Instruction 1 » Show every line of the records that follow which contains the string "below", copying each line in full. Matching is case-sensitive.

Big Data 27 min read

Zero Data Loss Kafka Cluster Scaling: From 3 to 10 Nodes – A Complete Guide

This comprehensive guide walks you through expanding or shrinking a production‑grade Kafka cluster—covering prerequisites, anti‑pattern warnings, environment matrices, step‑by‑step expansion and contraction procedures, partition rebalancing principles, monitoring, best practices, and troubleshooting—to ensure zero data loss during scaling.

Ops Community
Ops Community
Ops Community
Zero Data Loss Kafka Cluster Scaling: From 3 to 10 Nodes – A Complete Guide

Kafka Cluster Scaling: Zero Data Loss Partition Rebalancing

This article provides a complete, production‑ready workflow for scaling a Kafka cluster from 3 nodes to up to 10 nodes (or shrinking it) while guaranteeing zero data loss.

1. Applicable Scenarios & Prerequisites

Traffic growth requiring expansion, cost optimization requiring shrinkage, node failure replacement, cross‑datacenter migration.

Kafka version 3.0+ (recommended 3.6+ with KRaft support).

ZooKeeper 3.6+ (not needed in KRaft mode).

OS: RHEL/CentOS 7.9+ or Ubuntu 20.04+.

Java JDK 11 or 17.

Network: at least 1 Gbps NIC (10 Gbps recommended).

Storage: SSD preferred, or high‑performance HDD RAID 10.

Cluster size: minimum 3 nodes, 5+ nodes recommended for HA.

Replication factor ≥ 2 (3 recommended).

Admin rights on Kafka and OS root/sudo.

Familiarity with Kafka configuration, partition‑replica mechanics, and network tuning.

2. Anti‑Pattern Warnings

Single‑node Kafka – no replica fault tolerance, scaling is meaningless.

No monitoring – real‑time traffic, latency, and replica sync must be observed.

Insufficient disk space – need > 50 % free space for temporary replica data.

Dataset entries »
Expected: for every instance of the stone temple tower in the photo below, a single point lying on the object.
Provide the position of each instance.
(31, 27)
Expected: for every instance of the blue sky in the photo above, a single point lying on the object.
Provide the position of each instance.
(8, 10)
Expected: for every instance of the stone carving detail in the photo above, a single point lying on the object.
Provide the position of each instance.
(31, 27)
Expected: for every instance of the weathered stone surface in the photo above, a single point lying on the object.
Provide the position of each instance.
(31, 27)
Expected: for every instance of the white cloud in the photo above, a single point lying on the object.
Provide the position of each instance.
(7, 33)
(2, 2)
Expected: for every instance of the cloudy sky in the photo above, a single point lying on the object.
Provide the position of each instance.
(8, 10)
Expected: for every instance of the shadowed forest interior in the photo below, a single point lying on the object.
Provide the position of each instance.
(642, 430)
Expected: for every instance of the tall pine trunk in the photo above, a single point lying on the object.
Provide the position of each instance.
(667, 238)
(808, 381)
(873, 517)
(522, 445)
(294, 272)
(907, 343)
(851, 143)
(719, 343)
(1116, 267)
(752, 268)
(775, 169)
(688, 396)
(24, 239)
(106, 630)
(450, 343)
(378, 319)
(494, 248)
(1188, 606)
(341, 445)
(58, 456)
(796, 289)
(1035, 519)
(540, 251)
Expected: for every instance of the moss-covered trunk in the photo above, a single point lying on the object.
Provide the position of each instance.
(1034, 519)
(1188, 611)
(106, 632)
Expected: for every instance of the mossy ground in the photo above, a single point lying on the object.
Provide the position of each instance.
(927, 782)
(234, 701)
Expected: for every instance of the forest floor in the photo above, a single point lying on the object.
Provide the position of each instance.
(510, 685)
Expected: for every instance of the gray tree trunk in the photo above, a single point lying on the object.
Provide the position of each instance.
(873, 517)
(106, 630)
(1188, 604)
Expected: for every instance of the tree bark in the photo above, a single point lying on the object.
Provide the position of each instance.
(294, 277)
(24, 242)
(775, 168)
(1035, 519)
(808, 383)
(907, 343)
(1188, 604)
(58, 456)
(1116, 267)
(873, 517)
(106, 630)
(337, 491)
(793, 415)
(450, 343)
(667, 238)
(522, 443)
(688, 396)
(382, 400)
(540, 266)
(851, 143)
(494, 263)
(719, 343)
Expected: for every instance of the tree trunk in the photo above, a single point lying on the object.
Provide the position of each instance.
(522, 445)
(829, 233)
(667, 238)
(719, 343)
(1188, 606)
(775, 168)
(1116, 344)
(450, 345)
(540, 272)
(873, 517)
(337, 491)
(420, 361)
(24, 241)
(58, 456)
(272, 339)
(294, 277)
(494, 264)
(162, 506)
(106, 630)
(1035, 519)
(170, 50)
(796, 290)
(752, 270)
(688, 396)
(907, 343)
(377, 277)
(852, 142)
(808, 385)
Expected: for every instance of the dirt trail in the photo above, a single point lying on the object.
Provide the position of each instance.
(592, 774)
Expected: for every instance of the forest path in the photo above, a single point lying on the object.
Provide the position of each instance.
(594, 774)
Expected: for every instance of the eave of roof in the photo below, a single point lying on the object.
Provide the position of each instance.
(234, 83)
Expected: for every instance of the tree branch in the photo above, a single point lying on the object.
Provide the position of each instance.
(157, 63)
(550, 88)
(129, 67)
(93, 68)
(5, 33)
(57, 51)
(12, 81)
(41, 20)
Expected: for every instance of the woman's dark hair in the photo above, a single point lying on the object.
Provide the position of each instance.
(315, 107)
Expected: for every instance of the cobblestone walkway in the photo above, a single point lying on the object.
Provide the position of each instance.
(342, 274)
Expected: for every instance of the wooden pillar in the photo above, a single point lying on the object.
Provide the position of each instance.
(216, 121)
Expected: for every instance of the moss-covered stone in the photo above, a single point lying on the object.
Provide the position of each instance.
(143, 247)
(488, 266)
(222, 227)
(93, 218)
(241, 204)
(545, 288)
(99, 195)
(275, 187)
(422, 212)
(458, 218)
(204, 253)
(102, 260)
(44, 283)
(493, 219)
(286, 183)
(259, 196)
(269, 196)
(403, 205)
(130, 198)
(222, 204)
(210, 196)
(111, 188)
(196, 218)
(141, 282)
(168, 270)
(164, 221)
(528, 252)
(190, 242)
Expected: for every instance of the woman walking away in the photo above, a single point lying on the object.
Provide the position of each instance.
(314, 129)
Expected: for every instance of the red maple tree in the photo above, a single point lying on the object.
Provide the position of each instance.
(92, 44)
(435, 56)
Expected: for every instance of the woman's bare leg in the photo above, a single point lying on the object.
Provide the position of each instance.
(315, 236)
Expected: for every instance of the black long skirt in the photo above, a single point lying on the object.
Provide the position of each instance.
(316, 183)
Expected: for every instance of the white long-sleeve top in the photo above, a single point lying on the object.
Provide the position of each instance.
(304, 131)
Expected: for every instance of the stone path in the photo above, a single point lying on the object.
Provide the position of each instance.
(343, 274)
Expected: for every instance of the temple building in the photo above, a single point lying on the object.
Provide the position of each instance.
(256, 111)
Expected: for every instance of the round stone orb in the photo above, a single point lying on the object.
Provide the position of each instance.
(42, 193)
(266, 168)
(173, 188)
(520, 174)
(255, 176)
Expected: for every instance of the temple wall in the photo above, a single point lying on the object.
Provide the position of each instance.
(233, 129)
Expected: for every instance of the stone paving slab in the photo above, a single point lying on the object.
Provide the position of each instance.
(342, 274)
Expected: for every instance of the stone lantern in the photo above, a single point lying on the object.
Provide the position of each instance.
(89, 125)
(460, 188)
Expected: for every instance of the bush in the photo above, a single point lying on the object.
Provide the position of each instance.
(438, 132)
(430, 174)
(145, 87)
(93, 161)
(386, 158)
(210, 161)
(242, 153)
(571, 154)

Instruction 2 » What replication factor does the Kafka scaling guide recommend?

Exercise result 1 »
Expected: for every instance of the stone temple tower in the photo below, a single point lying on the object.
Expected: for every instance of the shadowed forest interior in the photo below, a single point lying on the object.
Expected: for every instance of the eave of roof in the photo below, a single point lying on the object.

Exercise result 2 » It recommends a replication factor of 3, with 2 as the minimum.